TASK:
Write out the records word for word, with no pictures.

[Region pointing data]
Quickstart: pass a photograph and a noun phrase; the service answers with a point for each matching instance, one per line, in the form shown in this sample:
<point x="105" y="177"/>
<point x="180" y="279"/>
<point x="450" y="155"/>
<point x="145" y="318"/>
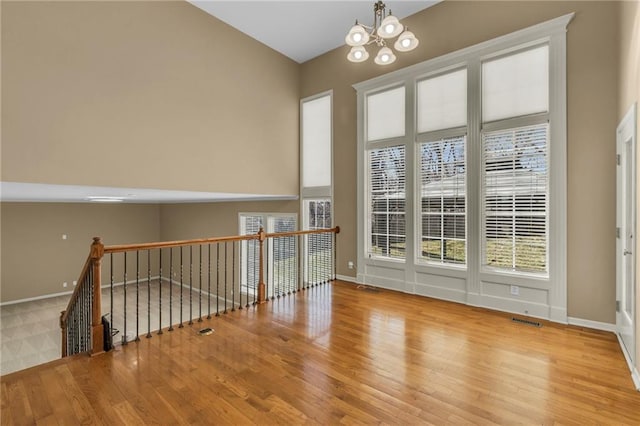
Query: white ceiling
<point x="303" y="30"/>
<point x="37" y="192"/>
<point x="300" y="30"/>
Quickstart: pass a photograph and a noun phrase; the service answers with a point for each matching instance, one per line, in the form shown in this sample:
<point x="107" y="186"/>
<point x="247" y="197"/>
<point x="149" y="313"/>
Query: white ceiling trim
<point x="38" y="192"/>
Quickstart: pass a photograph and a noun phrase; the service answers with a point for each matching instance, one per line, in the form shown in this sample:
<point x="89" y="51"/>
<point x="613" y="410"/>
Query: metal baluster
<point x="225" y="276"/>
<point x="137" y="339"/>
<point x="148" y="294"/>
<point x="170" y="289"/>
<point x="217" y="279"/>
<point x="292" y="264"/>
<point x="190" y="285"/>
<point x="334" y="242"/>
<point x="266" y="269"/>
<point x="255" y="272"/>
<point x="124" y="332"/>
<point x="200" y="296"/>
<point x="111" y="287"/>
<point x="239" y="248"/>
<point x="181" y="286"/>
<point x="209" y="282"/>
<point x="276" y="276"/>
<point x="160" y="292"/>
<point x="233" y="276"/>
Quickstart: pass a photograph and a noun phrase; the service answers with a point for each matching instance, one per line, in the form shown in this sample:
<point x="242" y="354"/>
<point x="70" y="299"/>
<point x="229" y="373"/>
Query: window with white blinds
<point x="516" y="187"/>
<point x="385" y="114"/>
<point x="281" y="250"/>
<point x="515" y="175"/>
<point x="316" y="142"/>
<point x="443" y="201"/>
<point x="386" y="183"/>
<point x="317" y="214"/>
<point x="516" y="85"/>
<point x="249" y="254"/>
<point x="442" y="101"/>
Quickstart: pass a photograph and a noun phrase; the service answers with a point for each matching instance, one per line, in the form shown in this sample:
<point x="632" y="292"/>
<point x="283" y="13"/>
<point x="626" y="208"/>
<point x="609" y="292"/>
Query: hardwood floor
<point x="338" y="354"/>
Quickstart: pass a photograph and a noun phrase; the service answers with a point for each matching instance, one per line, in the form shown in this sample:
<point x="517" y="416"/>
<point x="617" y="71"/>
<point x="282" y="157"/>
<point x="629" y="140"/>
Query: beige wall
<point x="144" y="94"/>
<point x="186" y="221"/>
<point x="628" y="94"/>
<point x="592" y="95"/>
<point x="36" y="260"/>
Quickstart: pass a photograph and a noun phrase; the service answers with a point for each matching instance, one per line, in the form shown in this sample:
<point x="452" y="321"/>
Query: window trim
<point x="552" y="32"/>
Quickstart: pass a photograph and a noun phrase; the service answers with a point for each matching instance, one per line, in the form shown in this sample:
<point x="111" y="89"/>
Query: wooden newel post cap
<point x="97" y="248"/>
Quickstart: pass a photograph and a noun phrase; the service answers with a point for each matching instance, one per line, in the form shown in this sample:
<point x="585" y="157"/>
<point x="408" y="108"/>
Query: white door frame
<point x="626" y="245"/>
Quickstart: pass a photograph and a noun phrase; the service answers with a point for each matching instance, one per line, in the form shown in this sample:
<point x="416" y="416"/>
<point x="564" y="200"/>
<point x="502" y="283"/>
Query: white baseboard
<point x="635" y="377"/>
<point x="346" y="278"/>
<point x="596" y="325"/>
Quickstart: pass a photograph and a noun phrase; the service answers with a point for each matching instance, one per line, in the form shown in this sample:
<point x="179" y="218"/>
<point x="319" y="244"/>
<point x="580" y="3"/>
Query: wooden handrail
<point x="179" y="243"/>
<point x="98" y="250"/>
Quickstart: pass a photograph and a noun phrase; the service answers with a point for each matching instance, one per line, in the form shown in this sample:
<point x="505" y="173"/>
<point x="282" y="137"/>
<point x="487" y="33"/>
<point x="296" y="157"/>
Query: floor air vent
<point x="369" y="288"/>
<point x="526" y="322"/>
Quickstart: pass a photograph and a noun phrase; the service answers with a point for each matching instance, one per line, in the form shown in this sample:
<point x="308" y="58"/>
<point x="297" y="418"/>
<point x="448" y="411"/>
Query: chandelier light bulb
<point x="406" y="42"/>
<point x="357" y="36"/>
<point x="358" y="54"/>
<point x="390" y="27"/>
<point x="385" y="57"/>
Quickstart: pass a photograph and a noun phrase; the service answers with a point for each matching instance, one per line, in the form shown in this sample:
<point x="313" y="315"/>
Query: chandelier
<point x="385" y="27"/>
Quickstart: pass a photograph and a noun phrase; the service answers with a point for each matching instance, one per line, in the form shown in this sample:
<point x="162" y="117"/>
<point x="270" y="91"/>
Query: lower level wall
<point x="186" y="221"/>
<point x="35" y="258"/>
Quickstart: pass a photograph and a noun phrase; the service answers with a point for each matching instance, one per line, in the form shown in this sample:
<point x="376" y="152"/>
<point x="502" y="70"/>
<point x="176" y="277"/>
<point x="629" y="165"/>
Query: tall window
<point x="462" y="174"/>
<point x="442" y="109"/>
<point x="515" y="161"/>
<point x="387" y="202"/>
<point x="316" y="161"/>
<point x="386" y="181"/>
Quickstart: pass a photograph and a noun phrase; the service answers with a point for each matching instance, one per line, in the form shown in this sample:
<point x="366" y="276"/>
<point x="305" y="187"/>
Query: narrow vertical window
<point x="515" y="190"/>
<point x="515" y="177"/>
<point x="443" y="200"/>
<point x="442" y="110"/>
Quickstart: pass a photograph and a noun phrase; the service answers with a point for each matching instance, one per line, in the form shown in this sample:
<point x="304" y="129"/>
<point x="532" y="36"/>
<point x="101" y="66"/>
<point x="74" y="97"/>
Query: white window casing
<point x="515" y="88"/>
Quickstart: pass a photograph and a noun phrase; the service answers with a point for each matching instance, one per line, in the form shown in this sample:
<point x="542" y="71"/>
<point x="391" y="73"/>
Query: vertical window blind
<point x="516" y="187"/>
<point x="443" y="200"/>
<point x="387" y="202"/>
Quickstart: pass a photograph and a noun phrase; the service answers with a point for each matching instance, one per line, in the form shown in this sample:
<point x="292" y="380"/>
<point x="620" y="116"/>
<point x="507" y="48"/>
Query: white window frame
<point x="319" y="192"/>
<point x="477" y="282"/>
<point x="268" y="220"/>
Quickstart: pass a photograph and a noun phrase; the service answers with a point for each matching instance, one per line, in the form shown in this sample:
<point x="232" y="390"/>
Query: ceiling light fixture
<point x="384" y="27"/>
<point x="104" y="199"/>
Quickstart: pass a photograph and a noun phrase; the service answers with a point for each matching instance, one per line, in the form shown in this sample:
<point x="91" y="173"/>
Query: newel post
<point x="97" y="332"/>
<point x="262" y="288"/>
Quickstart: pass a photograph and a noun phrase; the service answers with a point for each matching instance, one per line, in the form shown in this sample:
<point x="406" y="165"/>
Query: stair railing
<point x="222" y="274"/>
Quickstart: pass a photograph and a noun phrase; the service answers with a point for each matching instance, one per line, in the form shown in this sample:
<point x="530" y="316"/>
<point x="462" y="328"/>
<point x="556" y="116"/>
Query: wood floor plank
<point x="334" y="354"/>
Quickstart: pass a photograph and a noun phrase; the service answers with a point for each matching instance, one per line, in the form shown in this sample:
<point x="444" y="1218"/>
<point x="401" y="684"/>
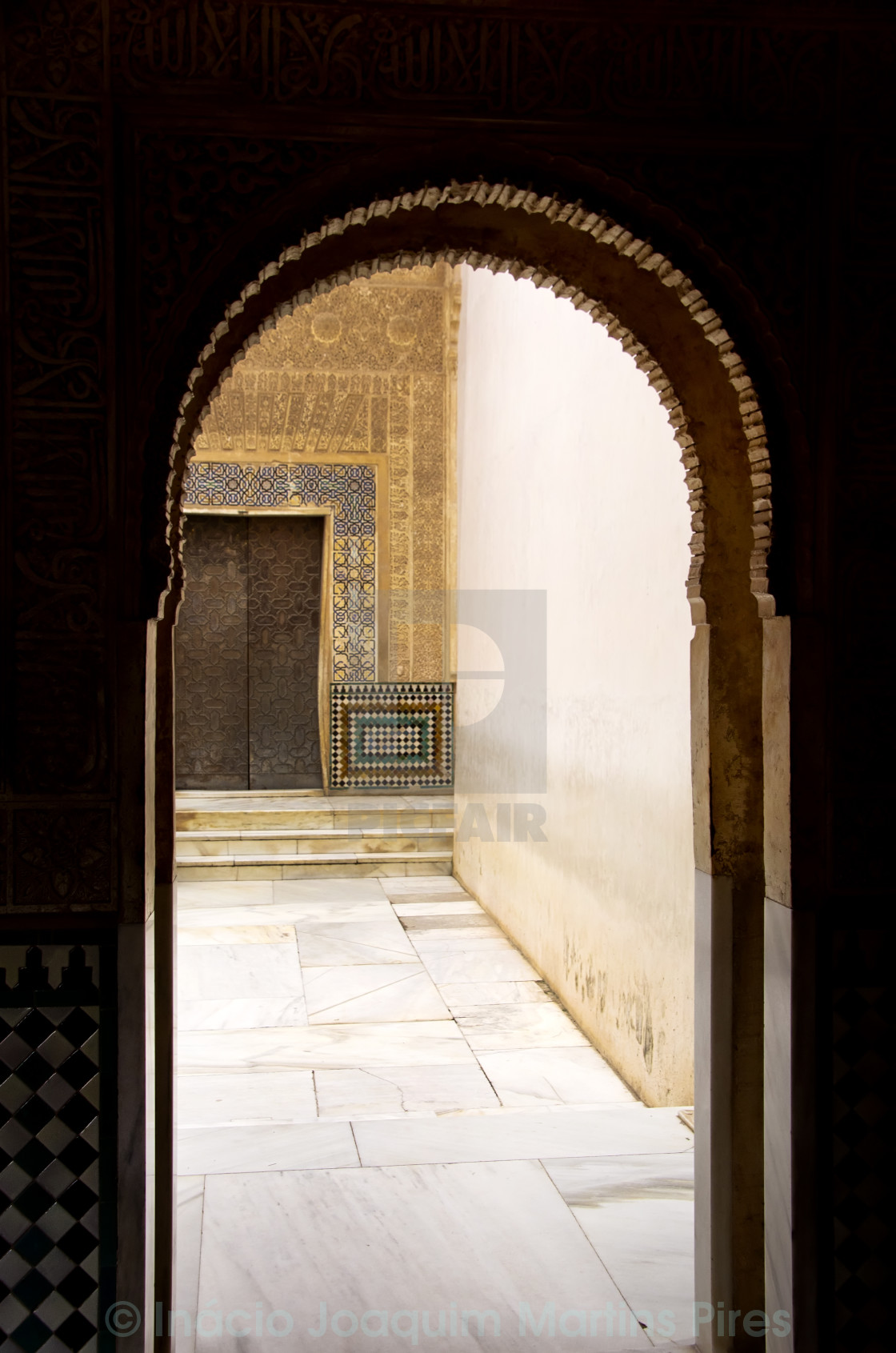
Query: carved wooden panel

COMPLETED TASK:
Quickstart: pass a photograph and a noun phrase; the service answers with a point for each matching instance, one per line, in the form shown in this sample:
<point x="105" y="177"/>
<point x="180" y="279"/>
<point x="450" y="155"/>
<point x="145" y="318"/>
Query: white ceiling
<point x="303" y="30"/>
<point x="37" y="192"/>
<point x="300" y="30"/>
Quickstart: pass a photograph and a noun phrase; the service answers with a point for each matching instance, one per line, in the form shown in this sample:
<point x="107" y="186"/>
<point x="247" y="197"/>
<point x="149" y="313"/>
Query: white ceiling trim
<point x="38" y="192"/>
Quickstart: pass a photograph and a noun phrase; the service answers with a point for each matching instance, one per line, in the form shown in this sample:
<point x="89" y="51"/>
<point x="613" y="410"/>
Query: metal baluster
<point x="225" y="276"/>
<point x="137" y="339"/>
<point x="148" y="294"/>
<point x="170" y="289"/>
<point x="217" y="279"/>
<point x="292" y="264"/>
<point x="190" y="285"/>
<point x="334" y="242"/>
<point x="266" y="269"/>
<point x="255" y="272"/>
<point x="124" y="332"/>
<point x="200" y="296"/>
<point x="111" y="287"/>
<point x="239" y="248"/>
<point x="181" y="286"/>
<point x="209" y="282"/>
<point x="276" y="276"/>
<point x="160" y="292"/>
<point x="233" y="276"/>
Quickstart: pass a photograph and a noun phrase; the service answers with a point for each matching instance, one per line, in the form shown in this sample:
<point x="242" y="354"/>
<point x="70" y="299"/>
<point x="229" y="373"/>
Query: window with white blinds
<point x="516" y="187"/>
<point x="385" y="114"/>
<point x="281" y="250"/>
<point x="515" y="175"/>
<point x="316" y="142"/>
<point x="443" y="201"/>
<point x="386" y="183"/>
<point x="317" y="214"/>
<point x="516" y="85"/>
<point x="249" y="254"/>
<point x="442" y="101"/>
Quickstart: pass a photograph and a noun phrase; the service answers with a point for each matching instance, one per line, in the form shown in this sample:
<point x="632" y="292"/>
<point x="283" y="13"/>
<point x="626" y="208"/>
<point x="609" y="292"/>
Query: hardwood floor
<point x="338" y="354"/>
Quickstart: pass a photograph and a noun phrase; the service answers with a point for each matching instance, one per line, in the form shown in this sample:
<point x="517" y="416"/>
<point x="617" y="71"/>
<point x="282" y="157"/>
<point x="629" y="140"/>
Query: beige wall
<point x="144" y="94"/>
<point x="186" y="221"/>
<point x="628" y="94"/>
<point x="592" y="95"/>
<point x="36" y="260"/>
Quickstart: pass a photograph and a noun phrase; the service answers with a point for each matching instance, one per line, in the form shown in this sample:
<point x="452" y="321"/>
Query: window trim
<point x="552" y="32"/>
Quickstart: pass a photograph and a noun phrase; the service answers with a point for each matching instance, one per line, in the form shown in this sample:
<point x="111" y="89"/>
Query: wooden newel post cap
<point x="97" y="248"/>
Quickstart: pass a photograph and a noun phrase; the service answers with a point for each matching instance, one per line, in the form shown in this sample:
<point x="585" y="157"/>
<point x="408" y="108"/>
Query: white door frame
<point x="626" y="245"/>
Quickstart: pass a photograph and a noun phrase; the service answers with a point for each matching instance, one per line, in the form shown in this sample:
<point x="416" y="416"/>
<point x="564" y="200"/>
<point x="502" y="283"/>
Query: white baseboard
<point x="635" y="377"/>
<point x="346" y="278"/>
<point x="596" y="325"/>
Quickstart: pass a photograph and a noun phrase; the service answers with a point for each matching instance, one per line, in the form shown in this sample:
<point x="179" y="218"/>
<point x="319" y="244"/>
<point x="580" y="3"/>
Query: wooden handrail
<point x="179" y="243"/>
<point x="98" y="250"/>
Quickstart: pass a photograph and a noun phrase; the service answers with a point for each matching instance, one per line, in the form shown in this sample:
<point x="505" y="173"/>
<point x="282" y="137"/>
<point x="487" y="33"/>
<point x="296" y="157"/>
Query: floor air vent
<point x="369" y="288"/>
<point x="526" y="322"/>
Quickstart: pass a photograph and a noun phrase; the service answers with a point for each matching instance, one per line, in the form shown in this sample:
<point x="308" y="58"/>
<point x="297" y="418"/>
<point x="448" y="411"/>
Query: chandelier light bulb
<point x="406" y="42"/>
<point x="357" y="36"/>
<point x="358" y="54"/>
<point x="390" y="27"/>
<point x="385" y="57"/>
Quickstart: pass a photograph and a noun phrase; the service answers with a point for each matching instance, one per line, in the form shown in this sample:
<point x="313" y="315"/>
Query: chandelier
<point x="385" y="27"/>
Quickstart: pass a photograph and a noun phrase; the service answers with a point for each matching instance, one per line, in the form shown in this sample:
<point x="162" y="117"/>
<point x="270" y="91"/>
Query: lower level wall
<point x="186" y="221"/>
<point x="35" y="258"/>
Quickstart: pass a photograph and a noun phrase; the service answers with a point for each matching instance, one per line, in the form shown in this sample:
<point x="376" y="152"/>
<point x="502" y="70"/>
<point x="176" y="277"/>
<point x="629" y="165"/>
Query: tall window
<point x="462" y="174"/>
<point x="442" y="109"/>
<point x="515" y="161"/>
<point x="387" y="202"/>
<point x="316" y="161"/>
<point x="386" y="181"/>
Quickstart: pass a photograph and a noun phrase; the service answers with a point for each matching instance, one per line, in the form shown in this sample:
<point x="366" y="276"/>
<point x="305" y="187"/>
Query: narrow vertical window
<point x="515" y="190"/>
<point x="515" y="177"/>
<point x="443" y="200"/>
<point x="442" y="110"/>
Quickstart: pass a photograph and a noun phrase; the service answers with a point for each matching instance, one per line, in the form shown in this sample:
<point x="304" y="129"/>
<point x="532" y="36"/>
<point x="101" y="66"/>
<point x="74" y="97"/>
Query: white window casing
<point x="515" y="88"/>
Quickstart: pass a photograph and a noun phrase; the service answers with a point for each matching instance, one per line, in the form shown in this sample:
<point x="542" y="71"/>
<point x="391" y="73"/>
Query: vertical window blind
<point x="516" y="187"/>
<point x="443" y="200"/>
<point x="387" y="202"/>
Quickstart: pass a photograph and a noun phrase; the service answers with a point for each matching instance, one per line, in the form shown in this sample:
<point x="292" y="380"/>
<point x="620" y="116"/>
<point x="507" y="48"/>
Query: white window frame
<point x="319" y="192"/>
<point x="477" y="282"/>
<point x="268" y="220"/>
Quickstart: pass a photograph and a noun phrase; the service answers with a point for each matching instance, one per line, in the form shown in this sample:
<point x="232" y="390"/>
Query: ceiling light fixture
<point x="384" y="27"/>
<point x="104" y="199"/>
Quickstart: pass a photograph and a noun phrase; the service answers with a point for each matching instance, one per line, in the form shown in this sample:
<point x="91" y="173"/>
Query: newel post
<point x="97" y="332"/>
<point x="262" y="288"/>
Quickstart: pass a photograph and a noun phrase; the service answers with a point for each matching instance, one per line, in the form shown in this sample:
<point x="406" y="165"/>
Query: stair railing
<point x="222" y="274"/>
Quickstart: pass a photograph and a noun phrase; the service answers with a point for each matching instance, one per line, in the form shown in this sample:
<point x="530" y="316"/>
<point x="462" y="328"/>
<point x="556" y="116"/>
Query: wood floor plank
<point x="334" y="354"/>
Quickstart: pass a photograph and a noun phrase; the service answers with a point for each matching instance, one per line, in the form shown in this sample:
<point x="444" y="1218"/>
<point x="401" y="684"/>
Query: carved wooden panel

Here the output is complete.